**Directions**
Copy the entire listing below line for line, changing no character.

**Listed entries**
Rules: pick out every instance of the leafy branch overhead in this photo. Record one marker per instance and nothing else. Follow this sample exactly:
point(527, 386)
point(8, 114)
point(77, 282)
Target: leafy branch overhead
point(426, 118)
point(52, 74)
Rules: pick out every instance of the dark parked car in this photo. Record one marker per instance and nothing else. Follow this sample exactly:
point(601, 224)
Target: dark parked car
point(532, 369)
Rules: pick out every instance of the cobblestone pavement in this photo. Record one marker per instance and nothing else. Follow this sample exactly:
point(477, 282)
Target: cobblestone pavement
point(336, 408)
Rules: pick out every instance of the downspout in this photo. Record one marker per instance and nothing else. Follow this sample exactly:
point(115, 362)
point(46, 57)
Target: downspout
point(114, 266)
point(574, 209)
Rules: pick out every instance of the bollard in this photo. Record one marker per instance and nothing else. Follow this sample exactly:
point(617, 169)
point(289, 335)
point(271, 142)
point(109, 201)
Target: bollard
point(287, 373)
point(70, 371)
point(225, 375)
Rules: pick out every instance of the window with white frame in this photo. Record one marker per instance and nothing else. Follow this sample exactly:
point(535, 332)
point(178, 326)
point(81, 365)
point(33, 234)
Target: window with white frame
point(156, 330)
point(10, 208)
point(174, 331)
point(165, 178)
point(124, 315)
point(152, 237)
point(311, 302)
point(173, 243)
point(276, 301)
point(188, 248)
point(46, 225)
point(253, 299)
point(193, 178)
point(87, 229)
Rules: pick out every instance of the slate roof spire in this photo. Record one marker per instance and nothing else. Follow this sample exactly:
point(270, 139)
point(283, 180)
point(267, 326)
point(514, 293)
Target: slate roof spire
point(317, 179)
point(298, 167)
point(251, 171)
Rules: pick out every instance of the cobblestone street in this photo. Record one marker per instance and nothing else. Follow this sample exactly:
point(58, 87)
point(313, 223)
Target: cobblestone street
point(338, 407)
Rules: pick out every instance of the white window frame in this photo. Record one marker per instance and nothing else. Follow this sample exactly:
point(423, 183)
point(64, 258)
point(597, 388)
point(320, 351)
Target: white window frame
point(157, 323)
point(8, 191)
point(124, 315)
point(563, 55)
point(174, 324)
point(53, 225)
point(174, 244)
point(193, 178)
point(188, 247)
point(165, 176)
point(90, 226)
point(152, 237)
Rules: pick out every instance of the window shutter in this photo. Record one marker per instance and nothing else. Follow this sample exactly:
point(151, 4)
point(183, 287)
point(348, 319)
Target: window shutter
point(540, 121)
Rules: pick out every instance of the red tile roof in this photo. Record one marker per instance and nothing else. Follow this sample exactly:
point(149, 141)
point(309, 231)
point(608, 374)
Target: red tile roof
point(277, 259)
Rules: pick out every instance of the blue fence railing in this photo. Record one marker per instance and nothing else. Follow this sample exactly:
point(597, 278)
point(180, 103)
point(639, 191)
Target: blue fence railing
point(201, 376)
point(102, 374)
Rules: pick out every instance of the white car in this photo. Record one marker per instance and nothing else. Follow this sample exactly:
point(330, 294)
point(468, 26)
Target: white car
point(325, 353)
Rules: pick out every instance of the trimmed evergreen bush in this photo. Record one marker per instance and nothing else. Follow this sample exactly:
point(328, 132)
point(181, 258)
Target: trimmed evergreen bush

**Solution to the exercise**
Rules: pick out every instance of the leafy branch overhead in this photo. Record one marker per instance and nothing else. Follow this sample exactly:
point(527, 386)
point(8, 114)
point(77, 282)
Target: leafy branch overhead
point(426, 118)
point(52, 74)
Rules: pick out every instance of the dark parked car in this photo. Record one marker per instance and nothing else. Follow this sample exactly:
point(601, 224)
Target: dark parked car
point(532, 369)
Rules: pick out every instance of the cobblestone pavement in this photo. Record one marker per instance and nothing else. Follow this sample exactly:
point(477, 282)
Target: cobblestone pavement
point(336, 408)
Rules: pick out every instance of the downspout in this photo. Record one marker per instance and nothing else. Follow this sample exactly:
point(115, 362)
point(46, 57)
Target: downspout
point(114, 266)
point(574, 209)
Rules: pick out every instance of the bollard in this photo. Record one marker per instance and nothing else. Follow this sample exactly:
point(617, 169)
point(289, 335)
point(271, 142)
point(109, 201)
Target: bollard
point(287, 373)
point(70, 371)
point(225, 375)
Rules: pick out every instance of the window with white frame in this photo. Record one marker per instance and nothing else. Follow this sample exactly:
point(535, 332)
point(178, 326)
point(81, 365)
point(33, 234)
Target: window with white frame
point(156, 330)
point(10, 208)
point(174, 331)
point(165, 178)
point(124, 315)
point(152, 237)
point(311, 302)
point(173, 243)
point(276, 301)
point(188, 248)
point(46, 225)
point(253, 299)
point(193, 178)
point(87, 229)
Rules: pick out every instance of the slate roof spire in this photo. Record one marker per instance and nothing else. Follow this sample exactly:
point(270, 139)
point(283, 180)
point(267, 326)
point(514, 293)
Target: slate roof spire
point(317, 179)
point(298, 167)
point(251, 171)
Rules: pick out every instance of the cobblestone street in this photo. Record one marker per instance and nothing else. Follow this sample exactly:
point(58, 87)
point(313, 223)
Target: cobblestone street
point(338, 407)
Rules: pick out every instance of the white window frame in this photo. Record one marker per instance and nothing else. Follow this sample exactly:
point(423, 183)
point(64, 258)
point(597, 388)
point(320, 351)
Target: white window frame
point(157, 323)
point(8, 191)
point(124, 315)
point(563, 55)
point(174, 324)
point(53, 225)
point(174, 244)
point(193, 178)
point(188, 247)
point(165, 176)
point(90, 226)
point(152, 237)
Rules: pick out every instance of the window shutter in this photo. Record one marker per instance and nothing else. Follow this sample exactly:
point(151, 4)
point(183, 287)
point(348, 319)
Target: window shutter
point(540, 121)
Rules: pick out every instance of the red tile roof in this photo. Record one marker per instance and nothing else. Follow this sample exactly:
point(149, 141)
point(309, 231)
point(608, 374)
Target: red tile roof
point(277, 259)
Rules: pick out every instance of the blue fence railing in this photo. Record one marker per instance and nothing else. Follow this sample exactly:
point(597, 278)
point(180, 103)
point(639, 191)
Target: blue fence railing
point(201, 376)
point(102, 374)
Rules: pick out every instance of the white car in this photo. Record one marker per instance and nothing else. Follow this sample exactly:
point(330, 294)
point(468, 26)
Target: white car
point(325, 353)
Rules: pick out every instance of the trimmed evergreen bush in this photo. Record one marker per instance and nothing else. Follow this sample exactly:
point(328, 132)
point(181, 258)
Target: trimmed evergreen bush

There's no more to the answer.